WHAT TO PRODUCE =>
How many lines in the listing below contain the string "water"? Matching is case-sensitive, and the reply should be the number alone.

INPUT ROWS =>
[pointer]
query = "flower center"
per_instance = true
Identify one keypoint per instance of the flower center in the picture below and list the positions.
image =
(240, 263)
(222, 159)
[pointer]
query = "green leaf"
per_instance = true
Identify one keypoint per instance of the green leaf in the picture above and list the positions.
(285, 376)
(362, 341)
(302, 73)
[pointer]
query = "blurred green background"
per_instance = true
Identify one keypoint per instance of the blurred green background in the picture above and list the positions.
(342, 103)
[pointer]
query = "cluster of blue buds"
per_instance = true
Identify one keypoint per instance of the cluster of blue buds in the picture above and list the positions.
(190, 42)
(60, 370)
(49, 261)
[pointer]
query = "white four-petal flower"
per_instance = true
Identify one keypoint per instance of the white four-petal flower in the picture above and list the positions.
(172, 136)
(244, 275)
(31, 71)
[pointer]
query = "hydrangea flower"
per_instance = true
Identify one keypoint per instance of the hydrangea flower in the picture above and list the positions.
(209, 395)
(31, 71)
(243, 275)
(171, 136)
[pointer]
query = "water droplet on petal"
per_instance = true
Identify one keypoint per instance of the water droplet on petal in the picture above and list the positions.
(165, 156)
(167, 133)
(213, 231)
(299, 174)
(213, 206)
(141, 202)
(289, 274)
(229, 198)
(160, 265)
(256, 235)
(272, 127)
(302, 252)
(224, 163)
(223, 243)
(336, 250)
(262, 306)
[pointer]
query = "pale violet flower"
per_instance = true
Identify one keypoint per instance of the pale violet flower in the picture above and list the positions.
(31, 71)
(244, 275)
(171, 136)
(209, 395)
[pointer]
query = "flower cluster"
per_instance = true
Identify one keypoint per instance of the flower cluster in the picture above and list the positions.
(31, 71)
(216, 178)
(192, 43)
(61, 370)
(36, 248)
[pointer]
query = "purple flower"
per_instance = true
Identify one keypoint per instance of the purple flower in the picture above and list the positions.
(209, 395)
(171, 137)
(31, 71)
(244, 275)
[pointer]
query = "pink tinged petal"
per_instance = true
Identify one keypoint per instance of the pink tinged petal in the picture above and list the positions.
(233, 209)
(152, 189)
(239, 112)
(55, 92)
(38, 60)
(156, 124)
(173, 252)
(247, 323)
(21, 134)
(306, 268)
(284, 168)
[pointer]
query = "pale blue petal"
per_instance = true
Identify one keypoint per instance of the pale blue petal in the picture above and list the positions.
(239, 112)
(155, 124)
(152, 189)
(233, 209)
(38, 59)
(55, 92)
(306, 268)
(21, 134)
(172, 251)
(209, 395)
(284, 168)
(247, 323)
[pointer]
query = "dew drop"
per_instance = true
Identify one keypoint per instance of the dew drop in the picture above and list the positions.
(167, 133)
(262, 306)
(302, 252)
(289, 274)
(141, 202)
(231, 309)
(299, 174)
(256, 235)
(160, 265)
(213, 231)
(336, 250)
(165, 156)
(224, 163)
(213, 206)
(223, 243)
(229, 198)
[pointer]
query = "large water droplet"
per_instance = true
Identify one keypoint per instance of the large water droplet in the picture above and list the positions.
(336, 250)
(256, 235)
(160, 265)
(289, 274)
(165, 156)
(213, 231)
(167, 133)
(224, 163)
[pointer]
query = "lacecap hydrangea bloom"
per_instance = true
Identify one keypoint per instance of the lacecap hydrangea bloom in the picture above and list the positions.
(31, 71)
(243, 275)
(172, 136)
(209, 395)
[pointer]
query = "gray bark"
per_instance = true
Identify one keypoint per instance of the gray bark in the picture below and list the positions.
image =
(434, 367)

---

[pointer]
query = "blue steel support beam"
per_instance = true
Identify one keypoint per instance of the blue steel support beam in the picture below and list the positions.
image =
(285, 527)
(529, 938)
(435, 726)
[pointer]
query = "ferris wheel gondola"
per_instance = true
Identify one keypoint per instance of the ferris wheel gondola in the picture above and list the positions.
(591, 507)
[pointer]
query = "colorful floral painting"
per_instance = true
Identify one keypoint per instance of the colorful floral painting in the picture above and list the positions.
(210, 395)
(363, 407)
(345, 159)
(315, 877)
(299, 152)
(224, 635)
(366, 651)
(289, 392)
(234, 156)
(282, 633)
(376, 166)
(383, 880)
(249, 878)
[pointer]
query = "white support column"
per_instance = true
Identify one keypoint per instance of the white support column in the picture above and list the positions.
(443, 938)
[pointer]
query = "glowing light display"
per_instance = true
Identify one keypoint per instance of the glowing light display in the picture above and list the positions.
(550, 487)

EXERCISE SOLUTION =>
4